__YOUR OBJECTIVE__
Which two speculative bubbles does the commentary on financial deregulation name?

EXTRACT PROVIDED: Begin

Well surprise, surprise, it turns out that when people are let loose without any kind of oversight or regulations bad things happen. The de-regulation of the financial markets lead to two speculative bubbles that harmed the long term health of the economy. The first bubble, the dot-com speculation that evaporated billions of dollars of wealth was followed later by the housing / sub-prime explosion. In both case people were “investing” in totally opaque investment “opportunities” In both cases irrational exuberance seized the market and in both cases more than a little out right fraud was perpetrated. In both cases the root cause for the failure was an ideological rigidity from the very regulators who where supposed to control the excesses of the market.

Allan Greenspan is the fall-guy de jure for the sub prime mess. He is a rather large and convenient target of opportunity. It helps that he was one of the people directly responsible and that he was a lock-step true believer in the magic of the free market. As an accolade to Ayn Rand’s philosophy of Objectivism he was and is the perfect exemplar of an ivory tower intellectual set loose to cause a wide path of destruction in the real world. The problem is that Greenspan was no Lee Harvey Oswald; he did not act alone. Greenspan had help from right-wing think tanks and a complacent media. For decades Greenspan was hailed as the all conquering hero and boy- genius even after evidence to the contrary was readily available. His full and vocal support of gutting Glass-Steagel helped the Republicans pass a toxic “reform” bill that directly lead to our present economic disaster. Even before the passage of the Gramm-Leach Bliley act Greenspan eagerly beavered away at weakening Glass-Steagel. Way before Grover Norquist came out with public ideology of drowning government in a bathtub Greenspan and friends accomplished the deed in at least one critical portion of civic oversight.

EXTRACT PROVIDED: End
DATA FOR REVIEW: Begin

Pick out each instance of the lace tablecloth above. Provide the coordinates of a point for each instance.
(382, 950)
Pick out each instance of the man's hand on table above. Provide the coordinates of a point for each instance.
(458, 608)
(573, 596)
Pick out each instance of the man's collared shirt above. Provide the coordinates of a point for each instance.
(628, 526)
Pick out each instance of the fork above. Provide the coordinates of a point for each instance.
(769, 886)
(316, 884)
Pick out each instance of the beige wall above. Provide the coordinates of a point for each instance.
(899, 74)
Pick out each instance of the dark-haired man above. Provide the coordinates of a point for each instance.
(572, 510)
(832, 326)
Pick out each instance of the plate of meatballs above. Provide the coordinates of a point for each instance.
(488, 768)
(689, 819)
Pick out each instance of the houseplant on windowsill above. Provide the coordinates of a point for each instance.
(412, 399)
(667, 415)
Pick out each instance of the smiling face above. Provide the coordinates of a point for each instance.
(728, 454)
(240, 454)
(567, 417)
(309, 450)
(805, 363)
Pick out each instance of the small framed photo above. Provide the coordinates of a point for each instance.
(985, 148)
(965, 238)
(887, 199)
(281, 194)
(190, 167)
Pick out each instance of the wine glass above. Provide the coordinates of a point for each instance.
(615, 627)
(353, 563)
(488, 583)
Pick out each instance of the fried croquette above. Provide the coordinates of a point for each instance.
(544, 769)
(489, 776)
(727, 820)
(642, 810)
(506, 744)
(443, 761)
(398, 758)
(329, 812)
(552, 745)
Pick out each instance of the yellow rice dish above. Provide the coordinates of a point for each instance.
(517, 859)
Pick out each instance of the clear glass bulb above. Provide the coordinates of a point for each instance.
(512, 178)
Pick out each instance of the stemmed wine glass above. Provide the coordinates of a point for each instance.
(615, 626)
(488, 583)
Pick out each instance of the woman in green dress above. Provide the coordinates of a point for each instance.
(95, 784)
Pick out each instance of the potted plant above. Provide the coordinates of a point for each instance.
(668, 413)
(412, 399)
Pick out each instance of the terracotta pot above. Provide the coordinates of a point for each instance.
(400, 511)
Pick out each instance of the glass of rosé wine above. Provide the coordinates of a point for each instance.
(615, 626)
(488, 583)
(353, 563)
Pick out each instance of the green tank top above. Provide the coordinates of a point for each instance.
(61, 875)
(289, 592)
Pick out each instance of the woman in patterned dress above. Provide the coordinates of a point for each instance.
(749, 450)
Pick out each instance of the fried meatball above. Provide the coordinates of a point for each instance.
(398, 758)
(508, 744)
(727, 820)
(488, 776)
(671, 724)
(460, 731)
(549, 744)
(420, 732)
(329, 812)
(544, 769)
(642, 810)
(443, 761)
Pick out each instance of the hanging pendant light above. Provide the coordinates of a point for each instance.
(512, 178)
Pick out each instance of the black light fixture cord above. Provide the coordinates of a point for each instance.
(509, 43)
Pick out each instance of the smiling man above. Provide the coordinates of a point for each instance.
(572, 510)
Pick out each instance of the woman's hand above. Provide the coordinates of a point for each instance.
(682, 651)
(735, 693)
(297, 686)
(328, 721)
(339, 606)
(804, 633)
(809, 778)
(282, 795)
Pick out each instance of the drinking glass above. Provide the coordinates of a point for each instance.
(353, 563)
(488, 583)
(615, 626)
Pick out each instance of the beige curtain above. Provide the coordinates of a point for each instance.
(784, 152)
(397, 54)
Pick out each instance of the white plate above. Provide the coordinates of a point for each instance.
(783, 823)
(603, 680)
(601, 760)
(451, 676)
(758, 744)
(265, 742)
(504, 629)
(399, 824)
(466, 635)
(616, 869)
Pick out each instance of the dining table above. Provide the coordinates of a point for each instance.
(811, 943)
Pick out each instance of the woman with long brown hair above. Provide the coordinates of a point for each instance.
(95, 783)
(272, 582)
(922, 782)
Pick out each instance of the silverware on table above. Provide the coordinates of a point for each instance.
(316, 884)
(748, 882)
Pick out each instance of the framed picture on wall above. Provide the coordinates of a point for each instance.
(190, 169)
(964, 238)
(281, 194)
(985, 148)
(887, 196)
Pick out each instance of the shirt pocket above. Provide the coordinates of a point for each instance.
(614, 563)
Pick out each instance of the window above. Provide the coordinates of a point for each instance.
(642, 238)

DATA FOR REVIEW: End

__RESPONSE AREA__
The dot-com speculation and the housing/sub-prime explosion.